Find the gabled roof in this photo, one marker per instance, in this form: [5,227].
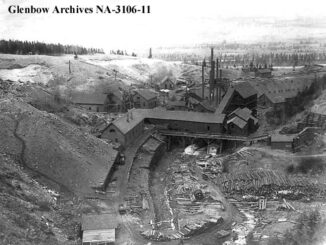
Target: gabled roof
[146,94]
[237,121]
[264,70]
[177,103]
[207,106]
[282,138]
[138,115]
[89,99]
[244,89]
[99,221]
[167,78]
[190,116]
[243,113]
[124,124]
________________
**WHAT THIS TASK INVOLVES**
Rewrite the material above, changing every "gabled roof" to "pitched roof" and keeping everything else the same. Omit the picture from your answer.

**RESULT BELOW**
Find the pitched roof in this photo, one marker per instance, in this form: [5,227].
Target: pitched roof
[146,94]
[237,121]
[264,70]
[177,103]
[207,106]
[282,138]
[138,115]
[89,99]
[244,89]
[99,221]
[167,78]
[190,116]
[243,113]
[124,124]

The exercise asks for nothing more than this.